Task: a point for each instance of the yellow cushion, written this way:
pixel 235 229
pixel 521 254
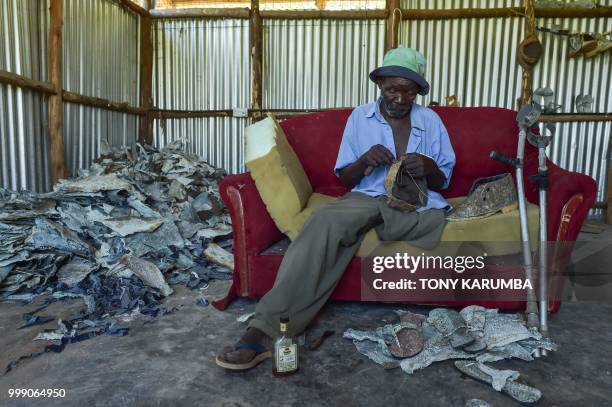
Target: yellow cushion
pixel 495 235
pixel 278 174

...

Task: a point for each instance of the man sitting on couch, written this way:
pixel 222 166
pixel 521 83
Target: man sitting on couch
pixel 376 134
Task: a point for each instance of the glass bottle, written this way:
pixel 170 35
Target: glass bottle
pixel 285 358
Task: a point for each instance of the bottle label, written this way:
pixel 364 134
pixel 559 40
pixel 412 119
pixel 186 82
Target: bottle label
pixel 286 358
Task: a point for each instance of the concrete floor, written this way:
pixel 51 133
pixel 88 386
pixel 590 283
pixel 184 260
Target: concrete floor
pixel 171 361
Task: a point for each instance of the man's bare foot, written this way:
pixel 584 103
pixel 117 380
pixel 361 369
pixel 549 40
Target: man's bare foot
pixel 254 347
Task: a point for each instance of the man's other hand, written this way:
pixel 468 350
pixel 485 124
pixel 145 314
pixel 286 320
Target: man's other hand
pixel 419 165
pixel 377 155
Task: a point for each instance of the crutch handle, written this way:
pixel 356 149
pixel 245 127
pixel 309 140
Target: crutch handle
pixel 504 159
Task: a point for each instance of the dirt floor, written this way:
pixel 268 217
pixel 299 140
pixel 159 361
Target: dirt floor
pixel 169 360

Required task: Please copy everything from the line containing "Task: a point for each instance of the concrete" down to the line containing "pixel 169 360", both included, with no changes.

Solved problem:
Task: a point for each instance of the concrete floor, written this way:
pixel 51 133
pixel 88 386
pixel 590 283
pixel 184 260
Target: concrete floor
pixel 171 361
Task: a point for each instance of the man's bare foot, written this way:
pixel 584 103
pixel 117 380
pixel 361 369
pixel 549 40
Target: man's bare foot
pixel 254 347
Task: a point for each instance of the man's other hand, written this way:
pixel 468 350
pixel 485 124
pixel 145 314
pixel 286 320
Target: man's other hand
pixel 419 165
pixel 377 155
Task: a point for each instance of the crutch handle, written this way:
pixel 356 149
pixel 245 127
pixel 309 140
Target: crutch handle
pixel 504 159
Task: a point for each instance of the dirt floor, written this way:
pixel 268 217
pixel 299 140
pixel 159 361
Target: dirt floor
pixel 169 360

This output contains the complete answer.